# START OF GIVEN RECORDS

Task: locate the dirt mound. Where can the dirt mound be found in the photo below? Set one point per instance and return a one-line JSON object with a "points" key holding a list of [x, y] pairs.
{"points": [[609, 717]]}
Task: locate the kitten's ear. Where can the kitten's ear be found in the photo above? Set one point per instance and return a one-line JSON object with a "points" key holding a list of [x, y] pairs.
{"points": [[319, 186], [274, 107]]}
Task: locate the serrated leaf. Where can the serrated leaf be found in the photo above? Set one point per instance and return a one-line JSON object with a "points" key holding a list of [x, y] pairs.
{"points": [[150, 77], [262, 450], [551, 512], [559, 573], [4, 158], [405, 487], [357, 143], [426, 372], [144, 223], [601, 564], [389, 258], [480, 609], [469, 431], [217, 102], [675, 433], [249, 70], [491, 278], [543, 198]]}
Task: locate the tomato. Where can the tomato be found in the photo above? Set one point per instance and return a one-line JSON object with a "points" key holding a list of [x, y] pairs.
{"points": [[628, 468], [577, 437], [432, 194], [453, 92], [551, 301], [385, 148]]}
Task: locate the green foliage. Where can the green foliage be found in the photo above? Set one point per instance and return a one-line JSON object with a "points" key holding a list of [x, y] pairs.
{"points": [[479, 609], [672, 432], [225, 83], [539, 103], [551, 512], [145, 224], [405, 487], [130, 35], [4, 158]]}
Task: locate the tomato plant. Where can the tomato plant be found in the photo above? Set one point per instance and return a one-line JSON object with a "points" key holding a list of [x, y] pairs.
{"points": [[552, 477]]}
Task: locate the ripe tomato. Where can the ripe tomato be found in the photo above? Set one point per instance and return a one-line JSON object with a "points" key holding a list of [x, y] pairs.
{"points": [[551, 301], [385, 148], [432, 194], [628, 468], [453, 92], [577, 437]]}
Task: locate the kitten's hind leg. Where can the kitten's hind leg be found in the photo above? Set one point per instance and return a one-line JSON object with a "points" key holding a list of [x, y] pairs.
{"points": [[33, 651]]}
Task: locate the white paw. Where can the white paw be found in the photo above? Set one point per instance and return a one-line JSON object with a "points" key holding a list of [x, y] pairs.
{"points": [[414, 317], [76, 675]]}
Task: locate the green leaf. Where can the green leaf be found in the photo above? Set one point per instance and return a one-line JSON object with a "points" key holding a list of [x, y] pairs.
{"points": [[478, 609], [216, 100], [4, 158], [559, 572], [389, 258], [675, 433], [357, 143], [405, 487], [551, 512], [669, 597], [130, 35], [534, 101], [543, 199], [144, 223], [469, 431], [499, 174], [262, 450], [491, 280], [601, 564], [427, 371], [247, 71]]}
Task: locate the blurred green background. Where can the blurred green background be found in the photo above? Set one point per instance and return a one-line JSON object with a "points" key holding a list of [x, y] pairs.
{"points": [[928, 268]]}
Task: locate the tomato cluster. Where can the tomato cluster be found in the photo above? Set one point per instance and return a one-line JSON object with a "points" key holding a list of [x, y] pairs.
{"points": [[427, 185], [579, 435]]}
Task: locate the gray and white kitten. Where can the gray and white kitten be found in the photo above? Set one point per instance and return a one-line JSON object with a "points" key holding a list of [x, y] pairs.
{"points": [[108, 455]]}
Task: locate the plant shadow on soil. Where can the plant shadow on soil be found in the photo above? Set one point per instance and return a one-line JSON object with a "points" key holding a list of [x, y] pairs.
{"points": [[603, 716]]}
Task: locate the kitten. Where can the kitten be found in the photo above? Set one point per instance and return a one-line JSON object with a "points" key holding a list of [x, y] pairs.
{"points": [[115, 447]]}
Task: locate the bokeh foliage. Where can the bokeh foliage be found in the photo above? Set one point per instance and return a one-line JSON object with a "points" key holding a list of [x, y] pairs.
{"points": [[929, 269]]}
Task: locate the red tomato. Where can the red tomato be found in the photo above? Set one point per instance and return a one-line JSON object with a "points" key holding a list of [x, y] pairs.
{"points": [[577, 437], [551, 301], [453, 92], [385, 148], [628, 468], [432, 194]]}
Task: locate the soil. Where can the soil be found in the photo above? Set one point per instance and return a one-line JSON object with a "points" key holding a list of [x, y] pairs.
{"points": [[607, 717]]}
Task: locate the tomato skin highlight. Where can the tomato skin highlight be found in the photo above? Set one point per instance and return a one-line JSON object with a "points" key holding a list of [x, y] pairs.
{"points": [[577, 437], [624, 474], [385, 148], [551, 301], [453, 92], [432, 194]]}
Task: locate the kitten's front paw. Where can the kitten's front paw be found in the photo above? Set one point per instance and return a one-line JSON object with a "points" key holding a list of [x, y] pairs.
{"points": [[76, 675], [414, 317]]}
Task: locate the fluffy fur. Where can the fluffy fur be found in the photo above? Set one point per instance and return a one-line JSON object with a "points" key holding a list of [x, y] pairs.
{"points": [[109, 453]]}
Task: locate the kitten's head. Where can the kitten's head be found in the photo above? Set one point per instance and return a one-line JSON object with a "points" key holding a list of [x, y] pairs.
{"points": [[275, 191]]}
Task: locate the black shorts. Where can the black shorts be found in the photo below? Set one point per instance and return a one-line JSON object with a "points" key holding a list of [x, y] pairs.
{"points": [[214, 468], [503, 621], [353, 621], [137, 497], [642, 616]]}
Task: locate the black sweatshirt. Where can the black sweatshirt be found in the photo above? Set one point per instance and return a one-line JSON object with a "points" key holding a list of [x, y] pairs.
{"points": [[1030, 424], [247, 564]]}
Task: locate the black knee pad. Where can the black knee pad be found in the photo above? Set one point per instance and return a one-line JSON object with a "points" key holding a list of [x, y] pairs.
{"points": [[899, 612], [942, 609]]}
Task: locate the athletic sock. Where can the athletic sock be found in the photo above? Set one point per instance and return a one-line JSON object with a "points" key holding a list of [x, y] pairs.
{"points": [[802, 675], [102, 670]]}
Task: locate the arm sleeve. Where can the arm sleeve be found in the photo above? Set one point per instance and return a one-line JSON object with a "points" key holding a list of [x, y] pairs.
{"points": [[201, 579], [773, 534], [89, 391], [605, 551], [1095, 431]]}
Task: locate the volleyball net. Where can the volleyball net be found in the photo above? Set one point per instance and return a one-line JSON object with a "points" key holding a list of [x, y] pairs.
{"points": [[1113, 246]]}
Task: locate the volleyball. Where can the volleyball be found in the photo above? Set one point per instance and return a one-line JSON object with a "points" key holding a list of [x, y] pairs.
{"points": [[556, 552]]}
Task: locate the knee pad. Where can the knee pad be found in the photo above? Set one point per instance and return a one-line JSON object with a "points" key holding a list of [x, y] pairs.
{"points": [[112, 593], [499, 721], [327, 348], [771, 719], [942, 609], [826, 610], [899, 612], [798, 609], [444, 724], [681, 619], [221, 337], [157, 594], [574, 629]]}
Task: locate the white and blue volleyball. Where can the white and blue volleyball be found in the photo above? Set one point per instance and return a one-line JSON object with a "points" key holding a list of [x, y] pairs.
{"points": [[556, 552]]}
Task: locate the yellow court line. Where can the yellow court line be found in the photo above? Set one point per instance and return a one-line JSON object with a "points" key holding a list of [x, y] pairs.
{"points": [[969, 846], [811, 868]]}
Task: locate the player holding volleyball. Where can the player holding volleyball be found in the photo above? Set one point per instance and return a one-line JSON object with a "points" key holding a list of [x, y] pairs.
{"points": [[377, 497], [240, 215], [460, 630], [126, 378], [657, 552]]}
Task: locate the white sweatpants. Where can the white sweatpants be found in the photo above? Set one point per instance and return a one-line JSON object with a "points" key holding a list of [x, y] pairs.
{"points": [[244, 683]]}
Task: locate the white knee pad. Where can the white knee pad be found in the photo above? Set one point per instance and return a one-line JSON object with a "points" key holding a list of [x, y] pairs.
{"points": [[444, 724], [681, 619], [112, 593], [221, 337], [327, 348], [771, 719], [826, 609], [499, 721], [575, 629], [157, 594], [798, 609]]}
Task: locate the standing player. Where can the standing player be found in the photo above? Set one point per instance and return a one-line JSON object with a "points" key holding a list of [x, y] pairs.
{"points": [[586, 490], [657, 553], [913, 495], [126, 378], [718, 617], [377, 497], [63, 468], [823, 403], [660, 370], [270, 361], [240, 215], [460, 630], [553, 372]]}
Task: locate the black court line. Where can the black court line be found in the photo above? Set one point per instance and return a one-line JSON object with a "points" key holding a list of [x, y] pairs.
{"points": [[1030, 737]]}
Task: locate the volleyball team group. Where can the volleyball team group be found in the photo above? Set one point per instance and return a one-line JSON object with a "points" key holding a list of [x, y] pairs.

# END OF GIVEN RECORDS

### GIVEN PROBLEM
Please reproduce word for word every line from the one containing "Task: locate the standing" through the end of the entries, both included.

### WORKED ANSWER
Task: locate the standing player. Where can the standing player be found in the photo above? Set one point per instance and return a one-line JSON object with a "points" key holding a list of [x, y] pairs.
{"points": [[586, 490], [657, 553], [913, 495], [126, 378], [718, 617], [377, 497], [63, 468], [823, 403], [660, 370], [270, 361], [240, 215], [460, 630], [553, 372]]}
Task: locate the black court line. Where can the black court line be found in the photo above? Set one point per instance and return a one-line JSON object with a "points" key holding a list of [x, y] pairs.
{"points": [[1030, 737]]}
Task: locate the volleyball team group. Where can the volleyball team group be found in the photo above? Set one point per instance and return a one-line JSON object with a "points" key holding a list of [x, y] pairs.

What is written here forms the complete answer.